Records for this task:

------

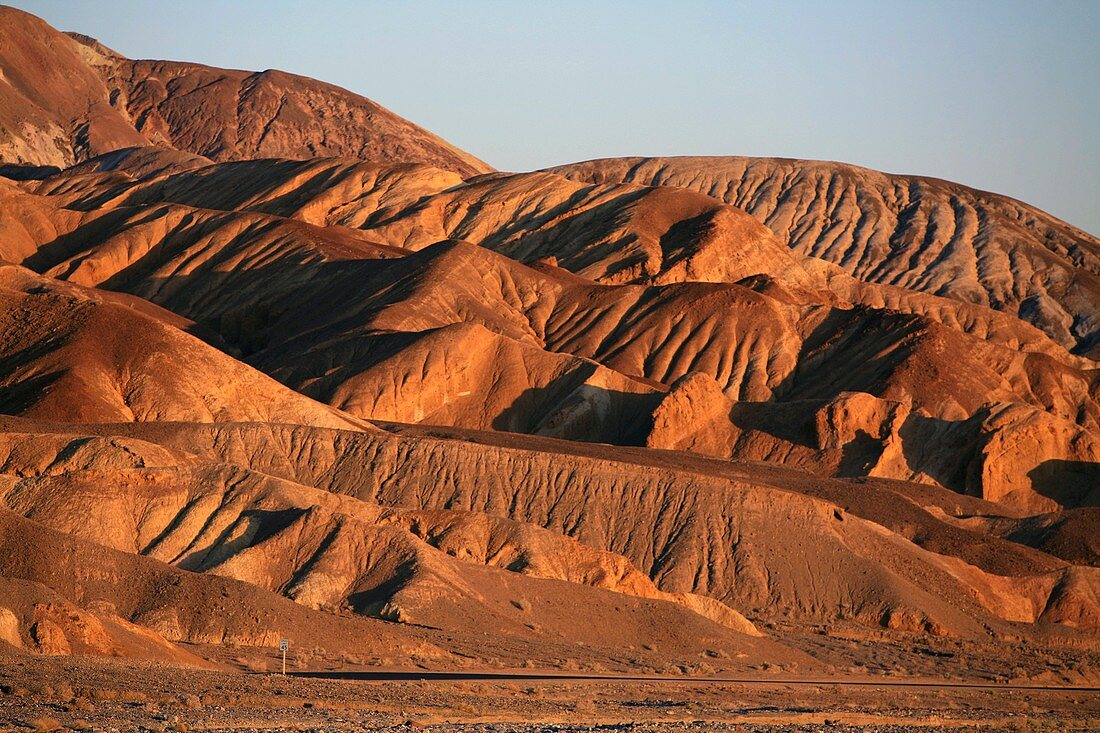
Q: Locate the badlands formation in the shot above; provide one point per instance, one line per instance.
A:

------

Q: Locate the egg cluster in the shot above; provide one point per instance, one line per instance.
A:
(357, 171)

------

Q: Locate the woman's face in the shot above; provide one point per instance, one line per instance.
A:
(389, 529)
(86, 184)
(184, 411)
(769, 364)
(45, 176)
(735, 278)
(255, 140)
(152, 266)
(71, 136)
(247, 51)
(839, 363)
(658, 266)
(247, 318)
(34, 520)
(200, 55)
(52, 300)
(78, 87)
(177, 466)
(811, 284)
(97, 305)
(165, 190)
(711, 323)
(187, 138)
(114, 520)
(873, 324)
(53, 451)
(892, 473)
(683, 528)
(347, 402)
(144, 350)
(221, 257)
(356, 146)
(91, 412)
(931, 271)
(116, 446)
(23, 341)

------

Instructions to follow: Your answer should be each line from the entries that includes the string "provide".

Reply to the exercise:
Q: Locate the badlands formation in the shot above; provide one point per instance, one line per instance.
Q: Locate the egg cluster in the shot above; provide one point per instance, one line per instance.
Q: Locate the woman's face in the shot above; provide one point per instance, one line per instance.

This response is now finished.